REQUEST: Please reproduce the data below in full, replacing every "top-left corner" with "upper-left corner" and keeping everything else unchanged.
----------
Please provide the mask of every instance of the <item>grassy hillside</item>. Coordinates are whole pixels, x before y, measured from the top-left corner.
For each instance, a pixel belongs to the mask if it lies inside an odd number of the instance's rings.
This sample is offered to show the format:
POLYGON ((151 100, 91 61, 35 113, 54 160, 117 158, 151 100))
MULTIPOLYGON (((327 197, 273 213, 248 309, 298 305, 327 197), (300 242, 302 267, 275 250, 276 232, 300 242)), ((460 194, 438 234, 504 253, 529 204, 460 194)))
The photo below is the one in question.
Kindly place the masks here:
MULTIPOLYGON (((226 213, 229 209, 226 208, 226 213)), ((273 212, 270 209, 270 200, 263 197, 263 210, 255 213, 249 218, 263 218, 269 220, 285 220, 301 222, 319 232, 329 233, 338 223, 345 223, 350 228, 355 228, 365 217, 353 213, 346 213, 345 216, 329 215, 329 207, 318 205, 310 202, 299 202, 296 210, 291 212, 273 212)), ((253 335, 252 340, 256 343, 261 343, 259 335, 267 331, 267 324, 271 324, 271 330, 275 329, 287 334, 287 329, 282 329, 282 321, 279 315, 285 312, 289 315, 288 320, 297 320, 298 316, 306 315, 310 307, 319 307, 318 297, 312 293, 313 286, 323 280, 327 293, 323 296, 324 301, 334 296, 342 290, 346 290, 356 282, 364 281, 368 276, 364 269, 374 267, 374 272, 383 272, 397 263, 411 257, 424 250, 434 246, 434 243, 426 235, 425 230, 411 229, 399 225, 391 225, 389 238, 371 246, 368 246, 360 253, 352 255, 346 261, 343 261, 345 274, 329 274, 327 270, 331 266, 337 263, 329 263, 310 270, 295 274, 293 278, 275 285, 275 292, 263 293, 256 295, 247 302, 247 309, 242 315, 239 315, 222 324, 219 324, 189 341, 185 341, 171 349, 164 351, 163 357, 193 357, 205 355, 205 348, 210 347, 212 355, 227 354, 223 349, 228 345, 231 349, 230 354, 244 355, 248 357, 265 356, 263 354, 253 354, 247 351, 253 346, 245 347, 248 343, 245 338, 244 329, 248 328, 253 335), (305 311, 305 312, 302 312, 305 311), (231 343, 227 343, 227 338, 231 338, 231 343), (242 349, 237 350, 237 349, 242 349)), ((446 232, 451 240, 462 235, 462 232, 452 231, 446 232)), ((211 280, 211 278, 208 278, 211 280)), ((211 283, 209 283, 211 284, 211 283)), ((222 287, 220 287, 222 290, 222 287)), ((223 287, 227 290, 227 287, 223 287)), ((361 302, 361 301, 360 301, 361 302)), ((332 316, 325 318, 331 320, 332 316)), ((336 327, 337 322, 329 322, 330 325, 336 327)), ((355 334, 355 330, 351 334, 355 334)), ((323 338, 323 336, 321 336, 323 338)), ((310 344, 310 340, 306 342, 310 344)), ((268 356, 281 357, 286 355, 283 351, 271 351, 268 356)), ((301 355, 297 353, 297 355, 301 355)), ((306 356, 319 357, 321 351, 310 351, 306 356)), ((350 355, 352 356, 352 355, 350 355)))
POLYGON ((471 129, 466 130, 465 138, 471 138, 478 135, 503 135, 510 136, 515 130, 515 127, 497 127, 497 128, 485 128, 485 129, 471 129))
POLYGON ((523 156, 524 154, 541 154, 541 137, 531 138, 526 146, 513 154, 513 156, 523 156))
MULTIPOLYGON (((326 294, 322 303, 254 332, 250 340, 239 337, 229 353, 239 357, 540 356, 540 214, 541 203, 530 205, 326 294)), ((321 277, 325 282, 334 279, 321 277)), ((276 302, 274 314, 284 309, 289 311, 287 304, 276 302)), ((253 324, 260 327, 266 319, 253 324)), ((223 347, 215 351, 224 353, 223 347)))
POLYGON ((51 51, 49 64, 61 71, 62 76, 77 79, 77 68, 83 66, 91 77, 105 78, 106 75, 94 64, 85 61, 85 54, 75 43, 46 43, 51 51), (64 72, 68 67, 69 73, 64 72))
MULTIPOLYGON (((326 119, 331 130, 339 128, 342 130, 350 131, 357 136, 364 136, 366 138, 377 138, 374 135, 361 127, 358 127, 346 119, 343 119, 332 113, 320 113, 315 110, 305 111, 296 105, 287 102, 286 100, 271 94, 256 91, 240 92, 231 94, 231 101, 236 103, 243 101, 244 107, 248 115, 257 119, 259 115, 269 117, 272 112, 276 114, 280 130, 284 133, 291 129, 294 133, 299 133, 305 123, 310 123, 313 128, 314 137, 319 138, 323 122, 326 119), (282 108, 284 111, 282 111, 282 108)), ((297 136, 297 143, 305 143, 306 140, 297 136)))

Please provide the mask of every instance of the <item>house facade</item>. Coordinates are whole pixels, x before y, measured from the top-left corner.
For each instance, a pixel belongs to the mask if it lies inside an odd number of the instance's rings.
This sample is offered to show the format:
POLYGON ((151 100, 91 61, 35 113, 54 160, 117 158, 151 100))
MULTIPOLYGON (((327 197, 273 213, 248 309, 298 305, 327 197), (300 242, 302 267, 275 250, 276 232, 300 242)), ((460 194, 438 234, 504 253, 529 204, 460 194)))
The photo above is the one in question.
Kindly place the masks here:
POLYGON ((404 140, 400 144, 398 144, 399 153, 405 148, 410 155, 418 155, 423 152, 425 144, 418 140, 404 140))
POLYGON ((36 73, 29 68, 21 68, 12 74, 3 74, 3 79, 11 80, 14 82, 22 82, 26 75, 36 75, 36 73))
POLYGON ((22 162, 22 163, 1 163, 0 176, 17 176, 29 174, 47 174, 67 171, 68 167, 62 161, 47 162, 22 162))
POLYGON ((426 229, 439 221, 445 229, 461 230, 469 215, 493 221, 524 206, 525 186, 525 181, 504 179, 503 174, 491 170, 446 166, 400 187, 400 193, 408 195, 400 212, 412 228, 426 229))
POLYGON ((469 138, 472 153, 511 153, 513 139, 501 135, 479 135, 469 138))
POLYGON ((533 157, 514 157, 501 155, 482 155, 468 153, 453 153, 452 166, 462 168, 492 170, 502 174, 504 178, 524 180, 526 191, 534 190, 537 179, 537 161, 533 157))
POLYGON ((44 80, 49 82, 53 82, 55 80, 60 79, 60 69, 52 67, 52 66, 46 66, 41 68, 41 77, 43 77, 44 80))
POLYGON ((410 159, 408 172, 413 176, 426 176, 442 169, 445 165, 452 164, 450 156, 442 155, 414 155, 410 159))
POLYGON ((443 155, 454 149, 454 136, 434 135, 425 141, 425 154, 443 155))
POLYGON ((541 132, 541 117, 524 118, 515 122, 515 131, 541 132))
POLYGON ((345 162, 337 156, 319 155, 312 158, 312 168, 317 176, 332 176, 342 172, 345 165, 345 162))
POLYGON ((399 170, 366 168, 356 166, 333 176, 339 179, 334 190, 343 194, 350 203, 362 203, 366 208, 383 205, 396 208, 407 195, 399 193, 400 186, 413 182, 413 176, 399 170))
----------
IN RESPONSE:
Please provide the mask of every instance of the <item>grassy hillside</item>. Coordinates are whole pixels, x before y, measured from the upper-left corner.
For each instance, a pixel belongs to the mask if it lies inside an odd number of the instance's rings.
This sample is offered to show the format:
POLYGON ((151 100, 91 61, 35 113, 54 160, 117 158, 151 100))
MULTIPOLYGON (((327 197, 273 213, 248 309, 298 305, 327 197), (300 242, 302 267, 275 250, 276 232, 300 242)), ((460 194, 438 234, 504 253, 529 204, 460 194)))
The photo below is the one in question.
Kindly place the masks here:
MULTIPOLYGON (((226 213, 229 209, 226 208, 226 213)), ((273 212, 270 209, 270 200, 263 197, 263 210, 255 213, 249 218, 263 218, 269 220, 285 220, 301 222, 319 232, 329 233, 338 223, 345 223, 350 228, 355 228, 365 217, 353 213, 346 213, 345 216, 329 215, 329 207, 318 205, 310 202, 299 202, 296 210, 291 212, 273 212)), ((253 335, 252 340, 256 343, 261 343, 259 335, 267 331, 267 324, 271 324, 271 330, 275 329, 287 334, 287 329, 282 329, 282 321, 279 315, 285 312, 289 315, 288 320, 297 320, 298 316, 306 315, 310 307, 319 307, 318 297, 312 293, 313 286, 323 280, 327 293, 323 296, 324 301, 334 296, 342 290, 346 290, 356 282, 364 281, 368 276, 364 269, 374 267, 374 272, 383 272, 397 263, 411 257, 424 250, 434 246, 434 243, 426 235, 425 230, 411 229, 399 225, 391 225, 389 238, 371 246, 368 246, 360 253, 352 255, 346 261, 343 261, 345 274, 329 274, 327 270, 331 266, 337 263, 329 263, 310 270, 295 274, 293 278, 275 285, 275 292, 263 293, 256 295, 247 302, 247 309, 242 315, 239 315, 222 324, 219 324, 189 341, 185 341, 171 349, 164 351, 163 357, 193 357, 205 355, 205 348, 210 347, 212 355, 227 354, 223 349, 228 345, 231 349, 230 354, 244 355, 248 357, 265 356, 263 354, 253 354, 247 351, 253 346, 245 347, 248 343, 245 338, 244 329, 248 328, 253 335), (305 311, 305 312, 302 312, 305 311), (231 343, 227 343, 227 338, 231 338, 231 343), (242 349, 237 350, 237 349, 242 349)), ((446 232, 451 240, 462 235, 462 232, 452 231, 446 232)), ((211 280, 211 278, 208 278, 211 280)), ((211 283, 209 283, 211 284, 211 283)), ((222 287, 220 287, 222 290, 222 287)), ((223 287, 227 290, 227 287, 223 287)), ((361 302, 361 301, 360 301, 361 302)), ((332 316, 325 318, 331 320, 332 316)), ((336 327, 337 322, 329 322, 330 325, 336 327)), ((355 334, 355 330, 351 334, 355 334)), ((323 338, 323 336, 321 336, 323 338)), ((310 344, 310 340, 306 342, 310 344)), ((268 356, 281 357, 286 355, 283 351, 271 351, 268 356)), ((301 355, 297 353, 297 355, 301 355)), ((306 356, 319 357, 321 351, 310 351, 306 356)), ((350 355, 352 356, 352 355, 350 355)))
POLYGON ((471 129, 466 130, 465 138, 471 138, 478 135, 503 135, 510 136, 515 130, 515 127, 497 127, 497 128, 485 128, 485 129, 471 129))
POLYGON ((523 156, 524 154, 541 154, 541 137, 531 138, 526 146, 513 154, 513 156, 523 156))
MULTIPOLYGON (((326 294, 322 303, 254 332, 250 340, 239 337, 229 353, 239 357, 540 356, 540 214, 541 203, 530 205, 326 294)), ((321 277, 325 282, 334 279, 321 277)), ((276 302, 274 314, 284 309, 289 311, 287 304, 276 302)), ((253 324, 260 327, 266 319, 253 324)), ((223 347, 215 351, 224 353, 223 347)))
POLYGON ((51 51, 49 64, 61 71, 62 76, 77 79, 77 68, 83 66, 91 77, 105 78, 106 75, 94 64, 85 61, 85 54, 75 43, 46 43, 51 51), (64 72, 68 67, 69 73, 64 72))
MULTIPOLYGON (((326 119, 331 130, 339 128, 342 130, 350 131, 357 136, 364 136, 366 138, 377 138, 374 135, 361 127, 358 127, 346 119, 343 119, 332 113, 320 113, 315 110, 305 111, 296 105, 287 102, 286 100, 271 94, 256 91, 240 92, 231 94, 231 101, 236 103, 243 101, 244 107, 248 115, 257 119, 259 115, 269 117, 272 112, 276 114, 280 130, 284 133, 291 129, 294 133, 299 133, 305 123, 310 123, 313 128, 314 137, 319 138, 323 122, 326 119), (282 108, 284 111, 282 111, 282 108)), ((297 136, 297 143, 305 143, 306 140, 297 136)))

Please provide the mask of every instance of the <item>house facade</item>. Coordinates are whole pixels, x before y, measured from the upper-left corner.
For each instance, a pixel belongs to the mask if it lies inside an odd number of the instance's rings.
This sample is offered to show the format:
POLYGON ((151 100, 91 61, 35 113, 54 160, 117 158, 151 100))
MULTIPOLYGON (((327 197, 273 213, 248 309, 298 305, 327 197), (300 242, 302 267, 275 250, 276 232, 300 242)), ((460 194, 438 234, 504 253, 529 204, 460 194)))
The photo above is the one in question.
Kindly place the masks here:
POLYGON ((404 140, 400 144, 398 144, 399 153, 405 148, 410 155, 418 155, 423 152, 425 144, 418 140, 404 140))
POLYGON ((36 73, 29 68, 21 68, 12 74, 3 74, 3 79, 11 80, 14 82, 22 82, 26 75, 36 75, 36 73))
POLYGON ((22 162, 22 163, 1 163, 0 176, 17 176, 29 174, 47 174, 67 171, 68 167, 62 161, 47 162, 22 162))
POLYGON ((426 229, 439 221, 445 229, 461 230, 469 215, 493 221, 524 206, 525 186, 525 181, 504 179, 503 174, 491 170, 446 166, 400 187, 400 193, 408 195, 400 212, 412 228, 426 229))
POLYGON ((469 138, 472 153, 511 153, 513 139, 501 135, 479 135, 469 138))
POLYGON ((533 157, 514 157, 501 155, 482 155, 468 153, 453 153, 452 166, 462 168, 492 170, 502 174, 504 178, 524 180, 526 191, 534 190, 537 179, 537 161, 533 157))
POLYGON ((44 80, 49 82, 53 82, 55 80, 60 79, 60 69, 52 67, 52 66, 46 66, 41 68, 41 77, 43 77, 44 80))
POLYGON ((410 159, 408 172, 413 176, 426 176, 442 169, 445 165, 452 164, 450 156, 442 155, 414 155, 410 159))
POLYGON ((443 155, 454 149, 454 136, 434 135, 425 141, 425 154, 443 155))
POLYGON ((541 132, 541 117, 524 118, 515 122, 515 131, 541 132))
POLYGON ((345 162, 337 156, 319 155, 312 158, 312 168, 317 176, 332 176, 342 172, 345 165, 345 162))
POLYGON ((399 170, 366 168, 356 166, 333 176, 339 179, 334 190, 343 194, 350 203, 362 203, 366 208, 383 205, 396 208, 407 195, 399 193, 400 186, 413 182, 413 176, 399 170))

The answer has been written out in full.